## WHAT IS REQUIRED
Transcribe the data as written, minus images.

** EXERCISE DATA follows **

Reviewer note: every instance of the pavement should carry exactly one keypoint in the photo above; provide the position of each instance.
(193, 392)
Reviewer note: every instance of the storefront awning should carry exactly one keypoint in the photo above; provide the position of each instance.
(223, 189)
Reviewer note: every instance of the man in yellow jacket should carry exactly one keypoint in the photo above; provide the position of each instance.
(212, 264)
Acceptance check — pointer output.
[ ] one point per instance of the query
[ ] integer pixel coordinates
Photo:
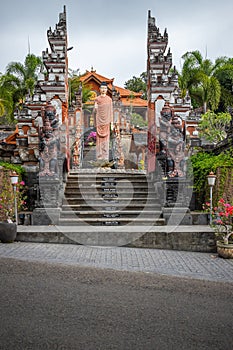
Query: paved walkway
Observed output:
(204, 266)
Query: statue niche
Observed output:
(171, 143)
(49, 142)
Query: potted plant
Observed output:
(10, 202)
(222, 222)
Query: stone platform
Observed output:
(196, 238)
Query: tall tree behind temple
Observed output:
(197, 76)
(138, 84)
(225, 77)
(18, 82)
(26, 73)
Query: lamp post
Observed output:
(14, 180)
(211, 181)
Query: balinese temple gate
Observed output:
(51, 142)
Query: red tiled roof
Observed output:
(127, 97)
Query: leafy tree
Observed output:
(213, 126)
(25, 75)
(197, 76)
(7, 92)
(138, 84)
(224, 74)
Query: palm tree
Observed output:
(198, 78)
(25, 73)
(224, 74)
(6, 99)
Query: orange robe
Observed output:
(104, 116)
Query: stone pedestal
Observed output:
(46, 216)
(177, 216)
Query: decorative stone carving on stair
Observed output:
(49, 142)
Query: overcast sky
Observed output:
(111, 35)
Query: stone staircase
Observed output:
(109, 197)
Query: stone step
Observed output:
(107, 194)
(110, 214)
(99, 200)
(111, 207)
(194, 238)
(111, 221)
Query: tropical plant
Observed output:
(7, 196)
(224, 74)
(222, 216)
(138, 84)
(24, 76)
(213, 126)
(197, 77)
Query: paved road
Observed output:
(52, 306)
(204, 266)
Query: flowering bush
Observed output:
(7, 199)
(222, 216)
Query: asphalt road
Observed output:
(51, 306)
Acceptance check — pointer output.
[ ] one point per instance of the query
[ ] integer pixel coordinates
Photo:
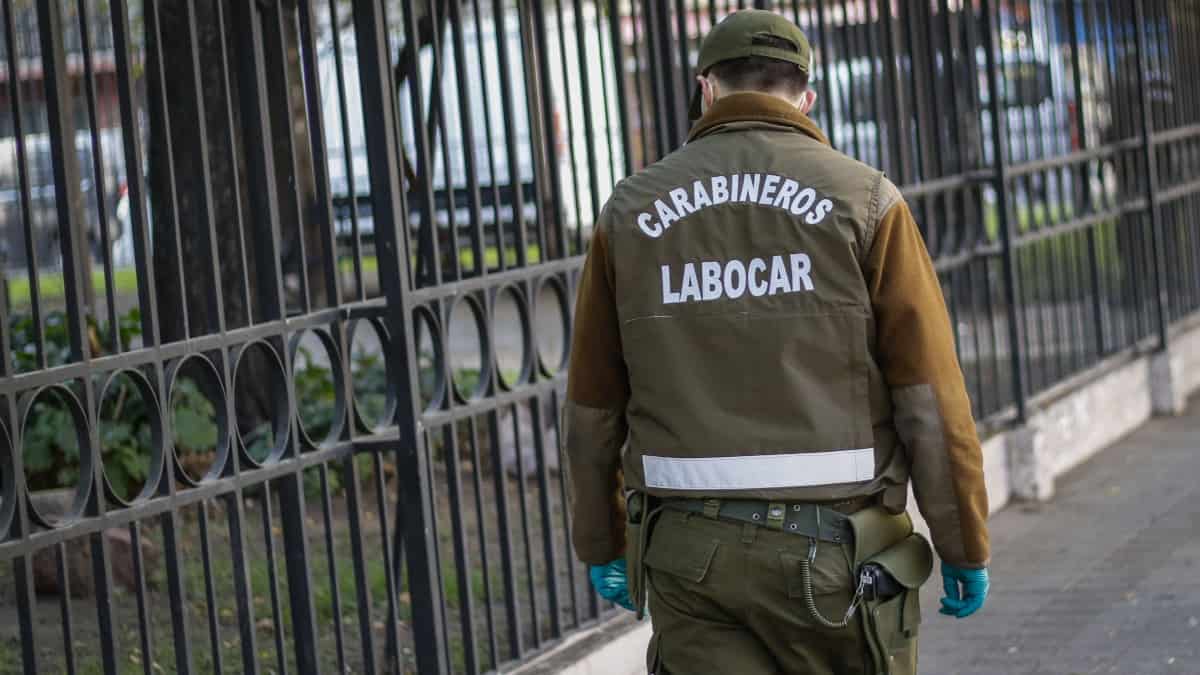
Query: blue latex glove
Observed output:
(965, 601)
(611, 581)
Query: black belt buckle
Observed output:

** End of EXERCISE DATA **

## TASK RESPONSE
Reviewer note: every instance of the pavement should carry exactly one keypoint in the photo above; provide the position of each instance.
(193, 392)
Reviewer note: every instance of the storefront awning should carry exactly one keypoint in the photo above; provide the position of each instance.
(223, 189)
Reviewer note: every instance of the man in yellow jacket should carry exactly one keypoint in the photo above; provide the position of each instance.
(212, 264)
Acceptance check — pointer output.
[ ] one point per instance of the query
[ ] integer pixel coordinates
Photo:
Query: paved walkway
Observed output:
(204, 266)
Query: statue niche
Observed output:
(171, 143)
(49, 142)
Query: potted plant
Observed output:
(10, 202)
(222, 222)
Query: stone platform
Observed output:
(196, 238)
Query: tall tree behind temple
Observed output:
(197, 76)
(138, 84)
(225, 77)
(18, 82)
(26, 73)
Query: lamp post
Observed output:
(14, 180)
(211, 181)
Query: balinese temple gate
Observed output:
(51, 142)
Query: red tiled roof
Observed output:
(127, 97)
Query: leafy tree
Observed output:
(213, 126)
(25, 75)
(197, 76)
(7, 92)
(138, 84)
(224, 74)
Query: palm tree
Observed output:
(198, 78)
(25, 73)
(224, 74)
(6, 99)
Query: orange robe
Observed output:
(104, 116)
Query: stone pedestal
Observed output:
(46, 216)
(177, 216)
Query: decorative stone carving on stair
Observed output:
(49, 142)
Query: overcast sky
Observed output:
(111, 35)
Query: stone staircase
Observed output:
(109, 197)
Query: stone step
Observed output:
(107, 194)
(110, 214)
(99, 200)
(111, 207)
(194, 238)
(111, 221)
Query: tropical plant
Observed output:
(7, 196)
(224, 74)
(222, 216)
(138, 84)
(24, 76)
(213, 126)
(197, 77)
Query: paved road
Observed output:
(52, 306)
(204, 266)
Query: flowering bush
Observed output:
(7, 199)
(222, 216)
Query: asphalt road
Observed output:
(51, 306)
Acceptance check — pointer output.
[ ] one point per instance of the query
[ ] integer pixel coordinates
Photo:
Query: blue latex glove
Observed output:
(965, 601)
(611, 581)
Query: black belt buckle
Observed output:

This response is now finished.